[EXERCISE DESCRIPTION] Copy every one of the rows below word for word, leaving out the pictures.

[SUPPLIED RECORDS]
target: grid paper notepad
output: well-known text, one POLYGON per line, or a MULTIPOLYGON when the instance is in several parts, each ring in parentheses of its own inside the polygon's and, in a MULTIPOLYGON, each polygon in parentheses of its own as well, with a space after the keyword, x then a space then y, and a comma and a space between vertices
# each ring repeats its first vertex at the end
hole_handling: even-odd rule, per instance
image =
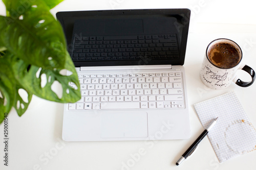
POLYGON ((204 128, 219 117, 207 136, 220 162, 256 150, 256 129, 233 91, 194 105, 204 128))

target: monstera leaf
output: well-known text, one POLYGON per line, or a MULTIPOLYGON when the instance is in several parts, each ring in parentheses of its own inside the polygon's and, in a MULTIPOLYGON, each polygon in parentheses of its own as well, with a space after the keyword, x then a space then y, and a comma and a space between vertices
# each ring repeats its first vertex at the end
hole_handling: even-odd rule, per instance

[CORRECT RESPONSE]
target: grid paper notepad
output: well-known text, one POLYGON per line, or a MULTIPOLYGON when the instance is in several parts, each ring in parentheses of its own inside the polygon's and, in a MULTIPOLYGON, each polygon in parentheses of its own as well, with a space after the keyword, x then a space then y, and a comma and a space between vertices
# each ring repeats its first vertex at the end
hole_handling: even-odd rule, per instance
image =
POLYGON ((204 128, 219 117, 207 136, 220 162, 256 150, 256 129, 233 91, 194 105, 204 128))

target: monstera leaf
output: well-known text, one POLYGON per line, or a MULTIPOLYGON when the instance is in several parts, each ring in parentheses of its own inside the polygon's and, in a MULTIPOLYGON, each polygon in parentheses of its own as well, with a space after the keyword, x then a space then y, and a comma and a space between vertices
# each ring repeats its first vertex at the end
hole_handling: even-odd rule, per instance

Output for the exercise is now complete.